§ Text block
Recently, the Supreme Court agreed to hear the State of California’s appeal in Schwarzenegger v. Entertainment Merchants Association, a case which both the district court and the Ninth Circuit invalidated on First Amendment grounds — a California law bars the sale or rental of violent videogames to minors. When it hears the case, the Supreme Court will have to address an existential question about video games: Are they games in video form, or are they something more than that, closer in kind to a movie, a television show, or even a digital short? (The question evokes images, at least for me, of Mike Myers’ Saturday Night Live character Linda Richman saying to the audience, “Video games are neither videos nor games. Discuss.”) Mere games, of course, seem unlikely to be viewed as an “expression” entitled to protection under the First Amendment, while something akin to a movie or other video story most likely would be entitled to such protection.
For anyone who has not played a video game in the last 10 years, the answer to that question might surprise you. Today’s games are not just progressively more difficult challenges with a graphical interface, à la Pac Man or Super Mario Brothers. Instead, for many of today’s games, the emphasis is on creating an alternate universe, and there is either a story arc or a world to explore, if not both. Sometimes, the story is part of a broader multimedia platform. For example, years ago I stayed up nights on end trying to finish a game set in the same universe as the Matrix movies. As I completed various levels, I was rewarded with live-action footage featuring many of the characters in the movies, often filling in gaps that were left unexplained in the movies themselves. Other times, the game offers a universe of its own, and the player either advances the story, or simply resides in and interacts with the alternate universe that the programmer has created. Either way, these games seem to bear many of the hallmarks of artistic expression.

§ Record extracts
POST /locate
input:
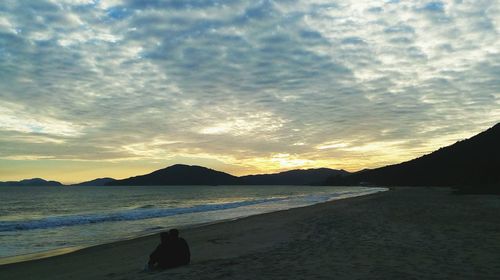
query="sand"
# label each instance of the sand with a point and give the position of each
(405, 233)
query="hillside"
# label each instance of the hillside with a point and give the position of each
(467, 163)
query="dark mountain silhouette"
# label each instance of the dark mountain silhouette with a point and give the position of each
(179, 174)
(31, 182)
(472, 164)
(96, 182)
(293, 177)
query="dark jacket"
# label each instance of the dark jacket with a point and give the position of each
(173, 253)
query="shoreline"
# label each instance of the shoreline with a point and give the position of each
(68, 250)
(398, 234)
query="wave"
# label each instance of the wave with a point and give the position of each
(126, 215)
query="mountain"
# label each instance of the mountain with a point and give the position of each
(31, 182)
(179, 174)
(293, 177)
(96, 182)
(472, 164)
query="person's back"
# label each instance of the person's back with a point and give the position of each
(179, 249)
(172, 252)
(161, 256)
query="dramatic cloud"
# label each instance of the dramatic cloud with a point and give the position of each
(244, 86)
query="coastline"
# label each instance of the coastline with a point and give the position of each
(404, 232)
(145, 233)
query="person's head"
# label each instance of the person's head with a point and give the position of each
(173, 233)
(164, 237)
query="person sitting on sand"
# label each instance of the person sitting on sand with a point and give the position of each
(173, 251)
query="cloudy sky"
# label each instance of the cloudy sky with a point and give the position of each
(93, 88)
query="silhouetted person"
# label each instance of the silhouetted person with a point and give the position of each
(172, 252)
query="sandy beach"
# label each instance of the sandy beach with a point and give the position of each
(405, 233)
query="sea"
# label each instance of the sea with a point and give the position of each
(35, 221)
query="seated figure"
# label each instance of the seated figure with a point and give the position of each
(173, 251)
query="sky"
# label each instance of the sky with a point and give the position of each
(117, 88)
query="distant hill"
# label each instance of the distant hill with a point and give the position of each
(293, 177)
(31, 182)
(470, 164)
(179, 174)
(96, 182)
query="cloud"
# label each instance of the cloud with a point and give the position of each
(245, 81)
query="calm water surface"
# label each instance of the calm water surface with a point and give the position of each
(37, 219)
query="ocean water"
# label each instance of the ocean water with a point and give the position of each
(42, 219)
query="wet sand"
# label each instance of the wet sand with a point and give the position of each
(405, 233)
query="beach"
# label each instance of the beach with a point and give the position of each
(404, 233)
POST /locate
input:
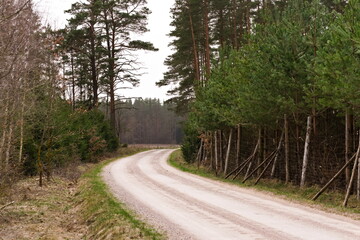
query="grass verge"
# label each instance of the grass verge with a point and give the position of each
(329, 201)
(106, 217)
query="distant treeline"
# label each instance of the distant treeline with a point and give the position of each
(148, 121)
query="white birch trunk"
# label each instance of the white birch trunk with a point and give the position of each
(228, 153)
(306, 152)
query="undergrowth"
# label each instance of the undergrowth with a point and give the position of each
(330, 200)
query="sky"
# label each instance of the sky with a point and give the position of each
(52, 12)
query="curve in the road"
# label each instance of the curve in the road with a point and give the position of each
(191, 207)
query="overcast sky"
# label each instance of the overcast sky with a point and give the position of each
(52, 12)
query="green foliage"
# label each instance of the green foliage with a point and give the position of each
(64, 136)
(337, 65)
(191, 140)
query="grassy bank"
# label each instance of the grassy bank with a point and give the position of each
(330, 201)
(106, 217)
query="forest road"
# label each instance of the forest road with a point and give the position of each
(186, 206)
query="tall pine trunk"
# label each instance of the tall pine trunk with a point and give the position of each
(306, 152)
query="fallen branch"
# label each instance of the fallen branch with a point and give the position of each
(333, 178)
(6, 205)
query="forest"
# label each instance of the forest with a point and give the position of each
(59, 89)
(270, 88)
(148, 121)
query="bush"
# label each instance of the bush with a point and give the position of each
(65, 136)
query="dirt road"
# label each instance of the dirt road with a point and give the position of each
(191, 207)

§ Problem set
[A] According to the passage on violent video games, what does the California law at issue bar?
[B] Pull out every line of the rows that contains the string "person".
The passage on violent video games has no connection to the rows.

§ Responses by task
[A] It bars the sale or rental of violent video games to minors.

[B]
query="person's back"
# label each instance of the person's back with a point and give the position of each
query="person's head"
# label each instance of the person's head with a point and give the position of each
query="person sitting on sand"
# label each instance of the person sitting on sand with a point and give the position of each
query="silhouetted person"
# label each instance of the silhouetted person with a point and give the position of each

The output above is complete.